SET TASK: Retype, without alteration, each line from the line containing "Mark the dark" to the final line of the records.

(Excerpts of pointing data)
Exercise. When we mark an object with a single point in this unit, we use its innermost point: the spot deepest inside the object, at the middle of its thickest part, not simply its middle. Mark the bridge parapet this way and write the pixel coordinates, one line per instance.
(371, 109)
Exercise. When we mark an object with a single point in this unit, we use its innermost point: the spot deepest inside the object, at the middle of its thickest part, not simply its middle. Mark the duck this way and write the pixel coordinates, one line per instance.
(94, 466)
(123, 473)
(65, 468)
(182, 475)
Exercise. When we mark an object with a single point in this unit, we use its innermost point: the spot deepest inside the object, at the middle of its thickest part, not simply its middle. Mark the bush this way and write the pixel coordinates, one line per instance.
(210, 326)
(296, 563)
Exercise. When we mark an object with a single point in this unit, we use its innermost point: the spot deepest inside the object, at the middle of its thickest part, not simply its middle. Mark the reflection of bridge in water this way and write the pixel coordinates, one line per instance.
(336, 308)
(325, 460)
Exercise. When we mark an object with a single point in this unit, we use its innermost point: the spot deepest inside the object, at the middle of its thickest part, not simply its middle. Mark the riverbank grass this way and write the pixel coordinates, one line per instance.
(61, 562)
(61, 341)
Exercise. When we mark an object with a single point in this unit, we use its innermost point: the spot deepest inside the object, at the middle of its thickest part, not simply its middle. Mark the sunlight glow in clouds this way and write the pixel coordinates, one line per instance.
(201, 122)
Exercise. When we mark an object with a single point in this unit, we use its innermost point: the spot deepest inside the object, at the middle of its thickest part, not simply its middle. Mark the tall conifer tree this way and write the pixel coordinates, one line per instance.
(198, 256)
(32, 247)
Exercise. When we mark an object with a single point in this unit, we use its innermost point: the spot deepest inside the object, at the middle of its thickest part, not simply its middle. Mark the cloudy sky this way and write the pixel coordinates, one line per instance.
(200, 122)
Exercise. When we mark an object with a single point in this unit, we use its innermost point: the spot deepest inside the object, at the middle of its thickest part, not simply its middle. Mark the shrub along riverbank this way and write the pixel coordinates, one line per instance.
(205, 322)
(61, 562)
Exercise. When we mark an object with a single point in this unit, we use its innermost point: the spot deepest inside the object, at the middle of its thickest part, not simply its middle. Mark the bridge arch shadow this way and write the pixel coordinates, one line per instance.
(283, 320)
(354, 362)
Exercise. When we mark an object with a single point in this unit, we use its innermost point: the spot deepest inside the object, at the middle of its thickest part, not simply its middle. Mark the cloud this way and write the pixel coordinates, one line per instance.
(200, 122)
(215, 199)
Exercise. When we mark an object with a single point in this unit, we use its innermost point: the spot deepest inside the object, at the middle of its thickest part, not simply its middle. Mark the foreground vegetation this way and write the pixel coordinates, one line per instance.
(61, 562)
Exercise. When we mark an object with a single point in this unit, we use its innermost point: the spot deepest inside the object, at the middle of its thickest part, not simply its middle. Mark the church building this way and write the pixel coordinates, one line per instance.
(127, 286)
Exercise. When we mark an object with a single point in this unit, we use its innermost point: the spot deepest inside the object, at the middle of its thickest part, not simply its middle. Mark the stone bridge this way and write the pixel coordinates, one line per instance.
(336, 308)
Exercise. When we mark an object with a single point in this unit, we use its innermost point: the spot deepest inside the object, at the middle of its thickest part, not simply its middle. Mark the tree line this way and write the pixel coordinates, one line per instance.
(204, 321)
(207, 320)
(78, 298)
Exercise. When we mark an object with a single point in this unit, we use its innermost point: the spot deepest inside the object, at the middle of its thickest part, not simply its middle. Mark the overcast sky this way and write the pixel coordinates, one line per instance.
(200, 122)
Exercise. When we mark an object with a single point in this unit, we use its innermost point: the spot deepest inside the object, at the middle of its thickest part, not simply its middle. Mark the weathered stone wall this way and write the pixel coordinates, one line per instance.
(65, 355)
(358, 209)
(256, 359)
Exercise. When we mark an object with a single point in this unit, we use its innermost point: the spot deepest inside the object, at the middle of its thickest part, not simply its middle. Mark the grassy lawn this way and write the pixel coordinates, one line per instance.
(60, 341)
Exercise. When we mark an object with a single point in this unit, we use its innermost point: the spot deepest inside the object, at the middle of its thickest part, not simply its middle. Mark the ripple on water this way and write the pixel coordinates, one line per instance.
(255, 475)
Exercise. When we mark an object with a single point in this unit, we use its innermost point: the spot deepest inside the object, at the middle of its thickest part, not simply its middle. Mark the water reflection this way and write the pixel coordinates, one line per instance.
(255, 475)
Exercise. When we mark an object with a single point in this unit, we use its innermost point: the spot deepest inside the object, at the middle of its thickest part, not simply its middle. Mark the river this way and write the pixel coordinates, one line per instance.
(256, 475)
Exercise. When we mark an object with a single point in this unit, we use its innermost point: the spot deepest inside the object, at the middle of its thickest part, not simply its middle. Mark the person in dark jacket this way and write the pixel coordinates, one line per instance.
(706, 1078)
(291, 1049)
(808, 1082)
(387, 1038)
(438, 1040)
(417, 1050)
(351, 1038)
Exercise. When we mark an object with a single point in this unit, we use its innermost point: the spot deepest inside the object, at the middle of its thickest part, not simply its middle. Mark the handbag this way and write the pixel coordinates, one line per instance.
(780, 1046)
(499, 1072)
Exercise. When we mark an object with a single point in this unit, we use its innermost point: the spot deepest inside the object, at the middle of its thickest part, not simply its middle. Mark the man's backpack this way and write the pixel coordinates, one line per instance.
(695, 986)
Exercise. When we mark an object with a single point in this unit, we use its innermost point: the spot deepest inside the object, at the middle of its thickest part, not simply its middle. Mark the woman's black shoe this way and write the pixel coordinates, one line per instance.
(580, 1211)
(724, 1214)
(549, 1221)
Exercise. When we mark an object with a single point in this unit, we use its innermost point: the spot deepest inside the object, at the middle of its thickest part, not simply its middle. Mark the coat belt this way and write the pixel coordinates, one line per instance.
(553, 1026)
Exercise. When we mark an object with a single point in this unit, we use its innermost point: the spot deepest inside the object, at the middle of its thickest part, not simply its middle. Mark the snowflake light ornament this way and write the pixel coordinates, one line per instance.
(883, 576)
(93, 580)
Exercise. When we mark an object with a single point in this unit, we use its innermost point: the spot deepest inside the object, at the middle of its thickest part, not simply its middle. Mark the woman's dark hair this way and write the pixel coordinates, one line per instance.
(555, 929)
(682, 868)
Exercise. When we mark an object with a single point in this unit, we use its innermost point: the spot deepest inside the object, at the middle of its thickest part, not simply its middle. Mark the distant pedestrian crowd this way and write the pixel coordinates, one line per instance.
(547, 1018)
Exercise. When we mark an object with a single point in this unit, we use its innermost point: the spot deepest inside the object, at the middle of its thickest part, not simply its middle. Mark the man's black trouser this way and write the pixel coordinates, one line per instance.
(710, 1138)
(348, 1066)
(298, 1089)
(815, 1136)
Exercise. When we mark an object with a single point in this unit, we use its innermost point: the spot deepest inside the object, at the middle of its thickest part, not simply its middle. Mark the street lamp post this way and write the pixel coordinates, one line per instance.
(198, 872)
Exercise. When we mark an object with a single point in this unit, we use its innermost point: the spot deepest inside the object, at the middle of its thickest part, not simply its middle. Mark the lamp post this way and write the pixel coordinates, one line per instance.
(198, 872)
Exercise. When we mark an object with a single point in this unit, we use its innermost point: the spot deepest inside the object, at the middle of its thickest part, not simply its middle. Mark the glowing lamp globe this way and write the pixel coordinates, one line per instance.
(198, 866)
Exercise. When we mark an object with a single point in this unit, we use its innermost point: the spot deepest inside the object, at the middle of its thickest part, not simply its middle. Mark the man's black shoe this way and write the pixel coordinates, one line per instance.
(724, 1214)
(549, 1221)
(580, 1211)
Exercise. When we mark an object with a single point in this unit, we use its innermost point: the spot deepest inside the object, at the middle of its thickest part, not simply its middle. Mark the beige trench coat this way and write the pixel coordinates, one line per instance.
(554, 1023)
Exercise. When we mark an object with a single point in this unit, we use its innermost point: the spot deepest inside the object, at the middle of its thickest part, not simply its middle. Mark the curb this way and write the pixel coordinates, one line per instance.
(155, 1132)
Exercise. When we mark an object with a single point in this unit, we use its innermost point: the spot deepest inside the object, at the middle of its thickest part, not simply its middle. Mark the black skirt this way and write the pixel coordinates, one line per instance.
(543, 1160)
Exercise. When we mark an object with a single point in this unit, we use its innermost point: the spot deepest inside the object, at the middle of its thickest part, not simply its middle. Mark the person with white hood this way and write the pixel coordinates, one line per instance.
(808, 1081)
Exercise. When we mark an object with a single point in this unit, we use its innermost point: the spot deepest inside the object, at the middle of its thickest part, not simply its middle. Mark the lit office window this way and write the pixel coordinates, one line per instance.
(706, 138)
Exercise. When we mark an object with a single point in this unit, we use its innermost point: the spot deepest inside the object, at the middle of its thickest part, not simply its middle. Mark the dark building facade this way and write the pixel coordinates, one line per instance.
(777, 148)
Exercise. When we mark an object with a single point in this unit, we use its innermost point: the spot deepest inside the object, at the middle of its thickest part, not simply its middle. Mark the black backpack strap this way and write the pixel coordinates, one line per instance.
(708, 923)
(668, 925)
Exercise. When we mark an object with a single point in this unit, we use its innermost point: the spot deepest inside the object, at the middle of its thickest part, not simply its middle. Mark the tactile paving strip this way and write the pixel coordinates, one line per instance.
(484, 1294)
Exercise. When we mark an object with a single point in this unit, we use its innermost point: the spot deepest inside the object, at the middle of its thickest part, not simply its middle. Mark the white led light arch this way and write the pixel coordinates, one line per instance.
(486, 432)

EXERCISE SOLUTION:
Exercise. When we mark an object with a single point in this unit, we use its innermost point: the spot deepest inside the object, at the middle of its thickest part, not simply its middle. Mark the dark building facade this way and write the pixel coordinates, one line per instance.
(777, 148)
Exercise. When we mark an object with a single point in this unit, we use its innermost point: the spot deepest inside the object, at the middle of its thickest part, not simply its middle. Mark the black backpack strap this way and write the pixel coordinates, one line per instance.
(708, 923)
(668, 925)
Exercise. When we mark an object with a single point in this unit, we use its innermost point: the spot deepest inside the object, at the middle of its thickest part, not simply its middle. Mark the tactile paving strip this way and write the pixel coordinates, one line per instance.
(484, 1294)
Exercise. When we mark an object with a single point in this unit, we use its innermost point: the spot deepest inside the object, at the middle of its thickest part, not simply its middle. Mark the white led light arch this way and write the pixel coordinates, one line per instance.
(486, 432)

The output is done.